E defende se adite um facto provado 32. com o seguinte teor:
“São os seguintes os créditos laborais do Autor:
1) €10.234,38 a título de indemnização prevista no artigo 396.º do Código do Trabalho (€70,89 x 15 dias x9 anos+ €664,23 de proporcionais);
2) €1.543,94: remanescente do vencimento de janeiro de 2021;
3) €8.231,82: vencimentos dos meses de fevereiro, março e abril de 2021 (remuneração, subsídio de alimentação e subsídio de isenção de horário);
4) €2.658,54: subsídio de férias vencidas no ano de 2019;
5) €2.658,54: subsídio de férias vencidas no ano de 2020;
6) €874,04: proporcionais do subsídio deférias relativos aoanodecessação;
7) €699,23: proporcionais do subsídio de Natal relativos aoanodecessação;
No total de €26.900,49 (vinte e seis mil e novecentos euros e quarenta e nove cêntimos).
Não tem qualquer viabilidade a pretensão que deduz a este propósito.
Com efeito, não há qualquer divergência quanto ao teor dos factos 30. e 31., que o Mmo. Juiz a quo averiguou através da consulta do processo de insolvência cujo acompanhamento através do sistema informático de suporte à atividade dos tribunais lhe foi autorizado. Aliás a recorrente afirma expressamente que não contesta nem impugna o facto 31. (conclusão 6.ª) e que o mesmo é verdade (conclusão 64.ª).
Deve, pois, manter-se na medida em que o mesmo corresponde à descrição exacta e objectiva de um acto decisório emitido num processo distinto do presente.
De modo algum se justifica que passe a constar do acervo fáctico qual a posição que a ora recorrente assumiu na contestação apresentada na presente acção, pois que tal posição não constitui um facto a atender para a decisão da causa, a elencar como provado ou “não provado”.
+++
Objetivo A:
Responda, com base no excerto sobre os créditos laborais, às seguintes perguntas:
(i) Qual é o montante total dos créditos laborais indicados?
(ii) Quem averiguou o teor dos factos 30. e 31., e por que meio?
(iii) Em que conclusões a recorrente afirma, respetivamente, que não contesta o facto 31. e que o mesmo é verdade?
Objetivo B: Retome o excerto sobre os créditos laborais a partir do ponto em que termina.
Os dados constituem material independente do excerto.

Dados apresentados:
+++
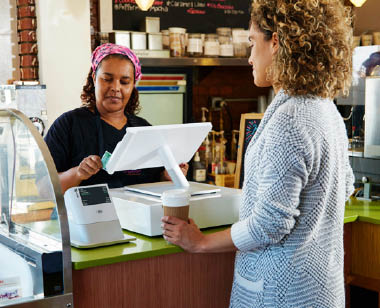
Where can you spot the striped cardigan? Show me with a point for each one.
(290, 231)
+++
Resposta A:
(i) €26.900,49 (vinte e seis mil e novecentos euros e quarenta e nove cêntimos).
(ii) O Mmo. Juiz a quo, através da consulta do processo de insolvência, cujo acompanhamento pelo sistema informático de suporte à atividade dos tribunais lhe foi autorizado.
(iii) Na conclusão 6.ª afirma que não contesta nem impugna o facto 31., e na conclusão 64.ª que o mesmo é verdade.

Resposta B:
 Naturalmente que os termos da sua defesa relevam e a vinculam, nos termos do regime adjectivo laboral em vigor – cfr. os artigos 54.º e ss. do Código de Processo do Trabalho e os artigos 569.º e ss. do Código de Processo Civil, aplicável “ex vi” do art.º 49.º, n.º 2, do Código de Processo do Trabalho – mas não constituem eles mesmos factos a submeter a prova no processo civil – cfr. o artigo 341.º do Código Civil.
Quanto ao facto que pretende ver aditado sob o n.º 32., não se vislumbra qualquer fundamento para o seu aditamento, nem a recorrente o alega, consubstanciando, quando muito, uma confissão sua dos valores que reputa serem os “créditos laborais do Autor”.
Improcede a impugnação da decisão de facto também nestes aspectos.
*
6. A ampliação da matéria de facto
*
6.1. Coloca-se a este passo a questão de aferir se é necessária a ampliação da matéria de facto no que concerne à existência e montante dos créditos laborais peticionados, o que implica a análise da questão, prévia, de saber se a sentença proferida nos autos apensos ao processo de insolvência Baleskapress – Publicações e Marketing, Unipessoal Lda. faz caso julgado relativamente à recorrente, Grey Zone, Lda.[6]
Com efeito, a recorrente questionou, ainda que sob as vestes de arguição de nulidade da sentença, a decisão do Mmo. Juiz a quo de entender que, uma vez que os créditos laborais já se encontravam reconhecidos no âmbito do processo de insolvência, não haveria nada a apreciar ou a decidir quanto a esta matéria.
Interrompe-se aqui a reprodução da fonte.